## [WHAT YOU ARE ASKED TO DO]
Reproduce each line of the data below without any change.

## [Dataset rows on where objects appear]
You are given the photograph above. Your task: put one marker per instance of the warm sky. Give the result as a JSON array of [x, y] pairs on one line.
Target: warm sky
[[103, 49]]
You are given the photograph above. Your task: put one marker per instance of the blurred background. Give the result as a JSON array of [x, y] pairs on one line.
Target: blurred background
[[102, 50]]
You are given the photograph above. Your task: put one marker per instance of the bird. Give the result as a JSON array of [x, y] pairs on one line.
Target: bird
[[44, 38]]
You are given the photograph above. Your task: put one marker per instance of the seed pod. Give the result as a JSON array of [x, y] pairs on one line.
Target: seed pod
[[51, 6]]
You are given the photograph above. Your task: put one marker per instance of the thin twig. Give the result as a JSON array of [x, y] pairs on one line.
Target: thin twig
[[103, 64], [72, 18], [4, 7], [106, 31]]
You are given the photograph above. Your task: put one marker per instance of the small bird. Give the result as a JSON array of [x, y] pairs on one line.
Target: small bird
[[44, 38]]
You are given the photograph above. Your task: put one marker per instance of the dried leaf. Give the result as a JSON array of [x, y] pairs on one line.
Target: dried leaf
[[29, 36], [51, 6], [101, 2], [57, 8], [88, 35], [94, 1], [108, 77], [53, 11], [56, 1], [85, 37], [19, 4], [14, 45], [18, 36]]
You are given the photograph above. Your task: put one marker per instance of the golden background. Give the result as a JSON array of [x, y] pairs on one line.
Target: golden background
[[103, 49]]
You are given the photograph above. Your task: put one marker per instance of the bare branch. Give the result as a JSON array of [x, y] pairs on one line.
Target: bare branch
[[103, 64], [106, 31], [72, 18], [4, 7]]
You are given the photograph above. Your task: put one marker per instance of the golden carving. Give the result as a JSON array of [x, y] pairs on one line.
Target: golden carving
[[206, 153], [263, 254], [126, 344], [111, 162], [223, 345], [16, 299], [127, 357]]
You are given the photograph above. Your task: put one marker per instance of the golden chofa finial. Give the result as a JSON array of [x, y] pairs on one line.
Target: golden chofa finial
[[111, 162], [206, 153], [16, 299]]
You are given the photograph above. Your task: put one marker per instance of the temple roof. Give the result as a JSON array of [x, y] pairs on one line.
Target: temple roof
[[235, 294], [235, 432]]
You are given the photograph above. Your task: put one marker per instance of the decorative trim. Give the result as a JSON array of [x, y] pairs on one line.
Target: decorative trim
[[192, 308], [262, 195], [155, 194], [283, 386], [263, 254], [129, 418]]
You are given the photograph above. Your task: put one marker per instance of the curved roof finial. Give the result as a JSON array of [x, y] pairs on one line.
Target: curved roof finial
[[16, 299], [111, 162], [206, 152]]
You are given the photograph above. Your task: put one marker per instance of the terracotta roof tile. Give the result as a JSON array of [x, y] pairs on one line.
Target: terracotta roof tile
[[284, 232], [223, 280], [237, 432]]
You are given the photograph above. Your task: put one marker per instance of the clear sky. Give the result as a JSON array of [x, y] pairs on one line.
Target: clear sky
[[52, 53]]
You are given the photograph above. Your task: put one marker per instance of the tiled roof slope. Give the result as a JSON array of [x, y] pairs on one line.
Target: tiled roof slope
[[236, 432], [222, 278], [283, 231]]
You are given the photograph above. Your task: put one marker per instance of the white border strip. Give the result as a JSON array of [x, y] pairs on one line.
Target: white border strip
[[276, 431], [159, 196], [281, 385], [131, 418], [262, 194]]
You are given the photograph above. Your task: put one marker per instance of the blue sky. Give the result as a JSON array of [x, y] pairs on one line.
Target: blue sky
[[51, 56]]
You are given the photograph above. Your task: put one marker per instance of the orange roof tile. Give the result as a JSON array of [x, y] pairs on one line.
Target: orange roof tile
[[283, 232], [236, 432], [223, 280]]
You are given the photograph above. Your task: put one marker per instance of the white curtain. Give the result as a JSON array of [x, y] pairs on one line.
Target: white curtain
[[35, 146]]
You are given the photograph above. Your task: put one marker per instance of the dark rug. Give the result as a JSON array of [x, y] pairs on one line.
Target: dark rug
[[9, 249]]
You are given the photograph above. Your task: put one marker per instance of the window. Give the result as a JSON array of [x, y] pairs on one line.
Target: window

## [THE OUTPUT]
You are given the photograph above. Your task: put one marker per instance of the warm sky. Give the result as a JSON array of [x, y] pairs on one line.
Target: warm sky
[[103, 49]]
You are given the photograph above. Your task: put one marker per instance of the blurred background. Give the result as a JSON array of [x, y] pairs on one line.
Target: blurred background
[[102, 50]]
You are given the photograph above. Your task: put one marker per instance of the bird. Give the result as a JSON array of [x, y] pairs on one line.
Target: bird
[[44, 38]]
You are given the photograph above. Your task: put one marker per instance of the seed pod. Give the result as a JSON array of [x, y] pairs on one line.
Target: seed pod
[[51, 6]]
You are given the photograph above. Your task: put one marker per instance of the thin twig. Give the result as a JSON array of [x, y] pairs on one line.
Target: thin twig
[[103, 64], [72, 18], [4, 7], [106, 31]]
You are given the photograph above. Your task: put one marker per instance of the small bird. Give the result as a JSON array of [x, y] pairs on one line.
Target: small bird
[[44, 38]]
You are given the photograph above. Your task: put one marker per instance of the dried leaf. Give the result as a JSON array of [x, y] pairs on one line.
Target: dried leaf
[[29, 36], [51, 6], [101, 2], [57, 8], [88, 35], [94, 1], [108, 77], [53, 11], [56, 1], [85, 37], [19, 4], [14, 45], [18, 36]]
You are given the photograph above. Your task: put one marker per instance of the golden background. Give the result as a JSON array of [x, y] pairs on one line.
Target: golden background
[[103, 49]]
You are given the photograph above. Your task: put one marker per instance of the bare branch. Give the result as a JSON array of [x, y] pairs on one line.
Target: bare branch
[[103, 64], [106, 31], [72, 18], [4, 7]]
You are given the photograph above. Your task: put one marker per instance of the golden carving. Give the result as a JSON array of [x, y] pairs on one line.
Target: golden carving
[[206, 153], [263, 254], [126, 344], [111, 162], [223, 345], [16, 299], [127, 357]]
You are given the photograph above. Your task: put one marker per instance of the golden chofa finial. Give the result as a JSON array of [x, y] pairs on one line.
Target: golden chofa finial
[[111, 162], [206, 153], [16, 299]]
You are given the photograph above. Your task: put one marker per instance of the temple roof. Give the result as a JSON array of [x, y] pairs on one line.
Target: temple roof
[[235, 294], [235, 432]]
You are given the photograph above. Your task: put one marker per instance of the decorative trim. Give the result as a JSON array of [x, y] pairs on one line.
Target: decorative trim
[[192, 308], [262, 195], [155, 194], [283, 386], [263, 254], [129, 418]]
You are given the photograph above. Your task: put one marker per instance of the curved roof finial. Give the result as a JSON array of [x, y] pairs on one line.
Target: curved roof finial
[[16, 299], [111, 162], [206, 152]]
You are given the photograph above. Your task: put one marker per instance of the terracotta roof tile. Give the result as a JSON array of [x, y] pairs on one line.
Target: terracotta roof tile
[[284, 232], [223, 280], [237, 432]]
You are given the photograph above. Your task: put one marker per instance of the clear sky. Give the result as a JSON array of [x, y] pairs on one line.
Target: clear sky
[[52, 53]]
You are given the photograph above. Your task: put one marker per instance of the tiled roof slope. Give the result as a JSON array of [x, y] pairs on one line.
Target: tiled roof slope
[[236, 432], [222, 278], [283, 231]]
You are given the photograph above. Your task: put one marker per instance of the white border strip. Give the result as a JSON array of [x, y] pairs on one line.
Target: white border strip
[[276, 431], [159, 196], [281, 385], [131, 418], [262, 194]]
You are given the photograph above. Your task: put one marker per instance of the blue sky. Give the result as a JSON array of [x, y] pairs on one line.
Target: blue sky
[[51, 56]]
You are given the photograph above. Your task: put one marker per instance of the orange roof tile. Give the result as a JSON array of [x, y] pairs on one line.
Target: orange roof tile
[[283, 232], [236, 432], [223, 280]]
You are given the photograph above. Your task: put one marker per instance of the white curtain. Give the result as a JSON array of [x, y] pairs on one line.
Target: white curtain
[[35, 146]]
You are given the photograph above. Your task: put one marker per instance of the dark rug. Give the result as a JSON array of [x, y] pairs on one line.
Target: dark rug
[[9, 249]]
You are given the photograph above. Your task: put one marker per instance of the window. Give the result as a JSON array of [x, y] pairs on one line.
Target: window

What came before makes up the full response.